• **PROBLEM DETAILS**:
Print out the entries exactly, and include each one.

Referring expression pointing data
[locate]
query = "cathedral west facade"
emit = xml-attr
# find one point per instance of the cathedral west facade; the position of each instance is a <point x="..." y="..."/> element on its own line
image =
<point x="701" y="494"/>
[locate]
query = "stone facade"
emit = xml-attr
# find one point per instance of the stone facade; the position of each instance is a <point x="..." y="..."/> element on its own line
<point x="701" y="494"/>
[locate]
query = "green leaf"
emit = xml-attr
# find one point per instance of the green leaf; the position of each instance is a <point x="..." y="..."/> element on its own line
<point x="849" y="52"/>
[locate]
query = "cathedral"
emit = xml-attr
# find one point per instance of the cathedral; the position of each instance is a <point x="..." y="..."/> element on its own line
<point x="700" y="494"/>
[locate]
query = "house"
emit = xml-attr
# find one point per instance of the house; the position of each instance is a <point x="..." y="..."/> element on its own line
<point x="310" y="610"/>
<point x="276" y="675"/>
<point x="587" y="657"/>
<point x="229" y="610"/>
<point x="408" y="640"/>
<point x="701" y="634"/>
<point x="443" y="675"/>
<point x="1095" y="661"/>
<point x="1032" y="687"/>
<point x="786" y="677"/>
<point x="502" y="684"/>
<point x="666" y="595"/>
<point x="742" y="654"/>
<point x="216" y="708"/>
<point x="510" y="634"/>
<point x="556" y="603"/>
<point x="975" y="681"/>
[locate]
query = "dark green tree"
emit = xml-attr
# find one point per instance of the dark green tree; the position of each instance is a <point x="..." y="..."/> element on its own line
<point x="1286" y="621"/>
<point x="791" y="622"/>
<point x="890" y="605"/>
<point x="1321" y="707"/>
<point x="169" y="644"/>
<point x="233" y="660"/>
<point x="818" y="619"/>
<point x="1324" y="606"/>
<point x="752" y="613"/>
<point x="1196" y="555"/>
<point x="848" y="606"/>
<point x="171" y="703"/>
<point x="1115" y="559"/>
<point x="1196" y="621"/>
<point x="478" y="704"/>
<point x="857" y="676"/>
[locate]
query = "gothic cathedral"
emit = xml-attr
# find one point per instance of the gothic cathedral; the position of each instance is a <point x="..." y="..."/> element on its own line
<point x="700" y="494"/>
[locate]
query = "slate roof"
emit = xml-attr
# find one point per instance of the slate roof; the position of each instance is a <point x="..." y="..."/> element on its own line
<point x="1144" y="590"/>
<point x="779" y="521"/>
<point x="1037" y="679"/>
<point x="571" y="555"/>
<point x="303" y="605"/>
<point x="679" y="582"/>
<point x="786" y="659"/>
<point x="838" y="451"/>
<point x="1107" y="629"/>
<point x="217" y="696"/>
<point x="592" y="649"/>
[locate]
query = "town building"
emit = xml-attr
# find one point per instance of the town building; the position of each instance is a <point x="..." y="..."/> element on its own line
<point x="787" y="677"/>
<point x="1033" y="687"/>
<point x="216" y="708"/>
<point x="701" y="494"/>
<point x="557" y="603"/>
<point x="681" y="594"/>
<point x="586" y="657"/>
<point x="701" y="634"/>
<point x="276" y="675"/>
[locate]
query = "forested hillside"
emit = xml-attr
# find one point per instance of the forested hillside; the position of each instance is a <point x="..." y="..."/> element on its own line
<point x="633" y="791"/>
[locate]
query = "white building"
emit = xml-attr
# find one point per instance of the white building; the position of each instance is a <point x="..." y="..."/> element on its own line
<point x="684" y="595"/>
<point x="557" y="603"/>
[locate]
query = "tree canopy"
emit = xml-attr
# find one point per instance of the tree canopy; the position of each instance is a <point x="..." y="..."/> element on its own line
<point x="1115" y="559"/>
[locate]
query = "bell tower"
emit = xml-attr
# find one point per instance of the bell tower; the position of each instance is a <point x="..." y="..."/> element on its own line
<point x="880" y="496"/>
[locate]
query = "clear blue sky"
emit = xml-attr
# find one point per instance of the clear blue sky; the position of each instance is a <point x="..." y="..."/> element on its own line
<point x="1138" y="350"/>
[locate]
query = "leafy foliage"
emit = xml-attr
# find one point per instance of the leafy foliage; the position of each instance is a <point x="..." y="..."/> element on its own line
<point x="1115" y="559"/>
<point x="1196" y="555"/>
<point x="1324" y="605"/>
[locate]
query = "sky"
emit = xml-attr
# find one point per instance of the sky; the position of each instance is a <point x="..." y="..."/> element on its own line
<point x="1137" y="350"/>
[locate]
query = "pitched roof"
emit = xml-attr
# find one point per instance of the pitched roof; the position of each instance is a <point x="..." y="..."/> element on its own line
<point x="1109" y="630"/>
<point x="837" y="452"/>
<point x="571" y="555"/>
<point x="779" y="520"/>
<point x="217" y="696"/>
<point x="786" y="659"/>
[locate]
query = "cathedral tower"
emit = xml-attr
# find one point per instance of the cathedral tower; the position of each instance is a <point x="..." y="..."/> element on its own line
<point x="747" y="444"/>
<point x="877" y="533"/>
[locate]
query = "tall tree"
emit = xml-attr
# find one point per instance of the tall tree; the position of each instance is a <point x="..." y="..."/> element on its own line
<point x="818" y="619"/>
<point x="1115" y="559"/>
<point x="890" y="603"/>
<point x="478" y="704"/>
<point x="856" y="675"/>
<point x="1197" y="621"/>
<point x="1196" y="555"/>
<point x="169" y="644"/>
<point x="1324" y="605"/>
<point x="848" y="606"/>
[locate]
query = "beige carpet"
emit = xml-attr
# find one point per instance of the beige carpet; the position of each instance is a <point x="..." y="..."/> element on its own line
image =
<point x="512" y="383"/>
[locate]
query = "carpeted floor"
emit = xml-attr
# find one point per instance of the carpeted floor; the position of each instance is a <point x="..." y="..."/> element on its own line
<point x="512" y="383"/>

• **SOLUTION FOR THIS EXERCISE**:
[locate]
query = "cathedral west facade"
emit = xml-attr
# find one point per instance of the cathedral west facade; the position of each instance is a <point x="..." y="..."/> element on its own line
image =
<point x="701" y="494"/>
[locate]
query = "stone facade"
emit = xml-attr
# find one point per instance of the stone facade; the position of each instance is a <point x="..." y="..."/> element on its own line
<point x="701" y="494"/>
[locate]
query = "green leaf"
emit = xml-attr
# find one point per instance of the green leaf; the position of each instance is a <point x="..." y="..."/> element on its own line
<point x="849" y="52"/>
[locate]
query = "cathedral"
emit = xml-attr
# find one point per instance of the cathedral; the position of each instance is a <point x="..." y="..."/> element on its own line
<point x="700" y="494"/>
[locate]
query = "house"
emit = xml-attr
# find one point per instance of the house; the position of each instance is a <point x="..." y="..."/> element on its own line
<point x="310" y="610"/>
<point x="276" y="675"/>
<point x="587" y="657"/>
<point x="229" y="610"/>
<point x="408" y="640"/>
<point x="701" y="634"/>
<point x="443" y="675"/>
<point x="1095" y="661"/>
<point x="1032" y="687"/>
<point x="786" y="677"/>
<point x="502" y="684"/>
<point x="666" y="595"/>
<point x="742" y="654"/>
<point x="216" y="708"/>
<point x="510" y="634"/>
<point x="556" y="603"/>
<point x="975" y="681"/>
[locate]
query = "dark green tree"
emit = xml-attr
# find one point per instance of the dark green tree; the position of each instance is a <point x="..." y="..."/> element on its own line
<point x="1286" y="621"/>
<point x="791" y="622"/>
<point x="890" y="605"/>
<point x="1321" y="707"/>
<point x="169" y="644"/>
<point x="233" y="660"/>
<point x="818" y="619"/>
<point x="1324" y="606"/>
<point x="752" y="613"/>
<point x="1196" y="555"/>
<point x="848" y="606"/>
<point x="171" y="703"/>
<point x="1115" y="559"/>
<point x="1196" y="621"/>
<point x="478" y="704"/>
<point x="857" y="676"/>
[locate]
query = "gothic cathedral"
emit = xml-attr
# find one point per instance of the gothic cathedral; the position of each instance is a <point x="..." y="..."/> element on its own line
<point x="700" y="494"/>
[locate]
query = "slate roof"
emit = xml-attr
# find one point per instance of the slate roof; the position of each instance is a <point x="..." y="..."/> element on its own line
<point x="1144" y="590"/>
<point x="779" y="521"/>
<point x="1037" y="679"/>
<point x="571" y="555"/>
<point x="303" y="605"/>
<point x="679" y="582"/>
<point x="786" y="659"/>
<point x="838" y="451"/>
<point x="1107" y="629"/>
<point x="217" y="696"/>
<point x="592" y="649"/>
[locate]
query = "town building"
emit = xml-attr
# find one point per instance of the town building; the position of each instance is a <point x="..." y="..."/> element on its own line
<point x="787" y="677"/>
<point x="1033" y="687"/>
<point x="216" y="708"/>
<point x="701" y="494"/>
<point x="557" y="603"/>
<point x="681" y="594"/>
<point x="586" y="657"/>
<point x="701" y="634"/>
<point x="276" y="675"/>
[locate]
query = "forested hillside"
emit = xml-attr
# find one point per instance of the forested hillside; the position of each instance is a <point x="..." y="..."/> element on its own line
<point x="633" y="791"/>
[locate]
query = "white building"
emit = xml-attr
# find one point per instance of the white building; the position of each instance is a <point x="..." y="..."/> element on its own line
<point x="684" y="595"/>
<point x="557" y="603"/>
[locate]
query = "tree canopy"
emit = xml-attr
# find one point per instance of the tree canopy; the position of each instance is a <point x="..." y="..."/> element on its own line
<point x="1115" y="559"/>
[locate]
query = "bell tower"
emit = xml-attr
# find one point per instance of the bell tower; the position of each instance is a <point x="..." y="..."/> element on its own line
<point x="880" y="496"/>
[locate]
query = "clear blue sky"
emit = xml-attr
# find one point per instance of the clear blue sky; the position of each instance is a <point x="..." y="..."/> element on its own line
<point x="1138" y="350"/>
[locate]
query = "leafy foliage"
emit = xml-attr
# find one point per instance of the leafy foliage; the position of each instance is a <point x="..." y="..."/> element on its own line
<point x="1115" y="559"/>
<point x="1196" y="555"/>
<point x="1324" y="605"/>
[locate]
query = "sky"
emit = xml-attr
# find one point per instance of the sky; the position of each instance is a <point x="..." y="..."/> element on its own line
<point x="1137" y="350"/>
[locate]
query = "pitched roof"
emit = xml-attr
# find one point per instance of the pitched roof; the position of each instance is a <point x="..." y="..."/> element on its own line
<point x="1109" y="630"/>
<point x="837" y="452"/>
<point x="571" y="555"/>
<point x="779" y="520"/>
<point x="217" y="696"/>
<point x="786" y="659"/>
[locate]
query = "cathedral tower"
emit = xml-attr
# find one point per instance of the cathedral tower; the position of each instance is a <point x="..." y="..."/> element on its own line
<point x="747" y="444"/>
<point x="877" y="533"/>
[locate]
query = "tall tree"
emit = xml-attr
# find one point per instance of the tall tree; the position of each instance is a <point x="..." y="..."/> element on its own line
<point x="818" y="619"/>
<point x="1115" y="559"/>
<point x="890" y="603"/>
<point x="478" y="704"/>
<point x="856" y="675"/>
<point x="1197" y="621"/>
<point x="1196" y="555"/>
<point x="169" y="644"/>
<point x="1324" y="605"/>
<point x="848" y="606"/>
[locate]
query = "beige carpet"
emit = xml-attr
# find one point per instance of the beige carpet; the position of each instance is a <point x="..." y="..."/> element on its own line
image =
<point x="512" y="383"/>
[locate]
query = "carpeted floor"
emit = xml-attr
# find one point per instance of the carpeted floor; the position of each instance is a <point x="..." y="..."/> element on its own line
<point x="512" y="383"/>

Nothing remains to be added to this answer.